----- RECORDS PROVIDED -----
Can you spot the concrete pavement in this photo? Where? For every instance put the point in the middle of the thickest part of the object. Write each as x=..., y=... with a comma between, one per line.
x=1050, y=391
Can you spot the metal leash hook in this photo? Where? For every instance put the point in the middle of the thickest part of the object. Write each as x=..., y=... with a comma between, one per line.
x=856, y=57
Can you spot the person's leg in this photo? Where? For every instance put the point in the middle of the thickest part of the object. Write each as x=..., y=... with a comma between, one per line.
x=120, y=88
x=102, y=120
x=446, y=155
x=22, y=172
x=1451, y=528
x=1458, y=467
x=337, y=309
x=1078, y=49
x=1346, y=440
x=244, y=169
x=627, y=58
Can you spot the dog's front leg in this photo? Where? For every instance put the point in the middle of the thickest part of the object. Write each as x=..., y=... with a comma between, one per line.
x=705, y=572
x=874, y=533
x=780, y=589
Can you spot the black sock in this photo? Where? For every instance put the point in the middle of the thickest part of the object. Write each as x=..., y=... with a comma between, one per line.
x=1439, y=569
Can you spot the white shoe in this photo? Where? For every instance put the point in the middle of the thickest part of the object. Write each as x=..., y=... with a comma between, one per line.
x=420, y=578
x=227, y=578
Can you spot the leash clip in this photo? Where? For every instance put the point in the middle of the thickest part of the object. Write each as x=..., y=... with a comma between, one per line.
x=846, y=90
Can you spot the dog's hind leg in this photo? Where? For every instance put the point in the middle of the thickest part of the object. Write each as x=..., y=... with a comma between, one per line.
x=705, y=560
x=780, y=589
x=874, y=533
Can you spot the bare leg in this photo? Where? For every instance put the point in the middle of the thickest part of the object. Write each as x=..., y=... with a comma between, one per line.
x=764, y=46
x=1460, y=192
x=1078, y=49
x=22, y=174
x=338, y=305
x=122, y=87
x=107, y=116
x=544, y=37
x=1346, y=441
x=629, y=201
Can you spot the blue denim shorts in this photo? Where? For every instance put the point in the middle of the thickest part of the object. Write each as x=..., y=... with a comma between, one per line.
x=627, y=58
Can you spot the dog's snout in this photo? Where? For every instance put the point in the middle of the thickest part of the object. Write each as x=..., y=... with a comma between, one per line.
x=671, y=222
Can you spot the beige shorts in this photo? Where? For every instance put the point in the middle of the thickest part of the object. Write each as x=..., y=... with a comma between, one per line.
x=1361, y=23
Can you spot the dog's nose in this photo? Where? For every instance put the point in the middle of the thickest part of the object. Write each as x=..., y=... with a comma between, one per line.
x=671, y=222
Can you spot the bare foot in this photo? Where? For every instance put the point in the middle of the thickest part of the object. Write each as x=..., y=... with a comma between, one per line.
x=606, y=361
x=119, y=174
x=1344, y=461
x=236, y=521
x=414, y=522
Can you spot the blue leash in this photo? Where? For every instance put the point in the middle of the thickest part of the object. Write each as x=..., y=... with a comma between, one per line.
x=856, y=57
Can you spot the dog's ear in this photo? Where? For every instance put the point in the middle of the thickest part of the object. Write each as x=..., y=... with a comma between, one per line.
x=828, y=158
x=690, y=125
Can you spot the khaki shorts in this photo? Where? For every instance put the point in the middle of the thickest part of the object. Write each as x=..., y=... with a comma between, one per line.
-----
TASK BRIEF
Turn each line of the records above into a JSON list of strings, one string per line, and leave out any blank lines.

THE RESPONSE
[
  "Can you spot the concrete pavement in this photo? Where? For every instance put the point in the middle of the thickest part of the object. Write each as x=..., y=... with a comma between, one per line.",
  "x=1050, y=391",
  "Can you spot the metal leash hook in this photo? Where? For every instance put the point in the middle of the thickest part of the object. Write each as x=..., y=... with a comma between, one per line.",
  "x=856, y=57",
  "Can you spot the person's leg in this photo? Where? For every instance put the point in the middle of the thickest part of the object. Write each as x=..., y=... with a comma between, one per line.",
  "x=120, y=88",
  "x=102, y=120",
  "x=446, y=155",
  "x=22, y=172",
  "x=1451, y=528",
  "x=1458, y=467",
  "x=337, y=309",
  "x=1078, y=49",
  "x=1346, y=440",
  "x=244, y=169",
  "x=627, y=58",
  "Can you spot the dog's front leg in this photo? Where? For every instance put the point in the middle of the thickest part of the object. Write each as x=..., y=... with a comma between, one per line.",
  "x=705, y=572",
  "x=874, y=533",
  "x=780, y=589",
  "Can you spot the black sock in this photo? Where? For every instance put the point in the middle of the thickest part of the object. Write each as x=..., y=... with a comma between, one per line.",
  "x=1439, y=569",
  "Can you spot the white shoe in this photo? Where? For every instance put the point in the middle of the thickest part of the object. Write each as x=..., y=... with a comma between, one per line.",
  "x=420, y=578",
  "x=227, y=578",
  "Can you spot the leash clip in this photo? Where? For every instance put the point in the middle of the thickest part of the object. Write each as x=..., y=... with a comma between, one per line.",
  "x=846, y=90",
  "Can you spot the dog's hind leg in this photo? Where? For every instance put the point in the middle of the thickest part of the object. Write each as x=..., y=... with a comma between, one per line.",
  "x=705, y=560",
  "x=780, y=589",
  "x=874, y=533",
  "Can you spot the bare leg in this photo? Where? For every instance put the point in the middle of the thickest part of the object. Write each as x=..., y=... with a comma between, one per line.",
  "x=764, y=46",
  "x=1460, y=192",
  "x=1078, y=49",
  "x=22, y=174",
  "x=338, y=305",
  "x=122, y=87",
  "x=107, y=116",
  "x=544, y=37",
  "x=1346, y=441",
  "x=629, y=201",
  "Can you spot the blue denim shorts in this photo? Where? For every instance put the point in the middle of the thickest part of the object. Write each as x=..., y=... with a comma between, one per line.",
  "x=627, y=58",
  "Can you spot the dog's snout in this photo? Where? For every instance put the point in the middle of the thickest part of the object. Write each as x=..., y=... with a comma between, one per line.",
  "x=671, y=222",
  "Can you spot the beige shorts in this photo? Where? For every instance put the point in the middle of the thickest part of the object. Write each as x=..., y=... with a comma between, one per line.",
  "x=1361, y=23",
  "Can you spot the dog's nose in this photo? Where? For every instance put the point in the middle of the thickest part of the object. Write each as x=..., y=... with a comma between, one per line.",
  "x=671, y=222",
  "Can you spot the bare foot in this photo? Where? For every instance put the point in the middle of the thickest part of the object. Write each as x=..., y=... with a comma between, one per line.",
  "x=606, y=361",
  "x=119, y=174",
  "x=1344, y=461",
  "x=236, y=521",
  "x=414, y=522",
  "Can you spot the blue leash in this photo? Where? For every instance put the point in the middle of the thickest part of the object. Write each as x=..., y=... with a comma between, one per line.",
  "x=856, y=57",
  "Can you spot the dog's ear in this photo? Where? For every instance put the point in the middle of the thickest part of the object. Write each as x=..., y=... with a comma between, one per line.",
  "x=828, y=158",
  "x=690, y=125",
  "Can you spot the khaki shorts in this photo? Where? For every instance put the point in the middle of the thickest part of the object. Write each as x=..., y=... with a comma between, one per line."
]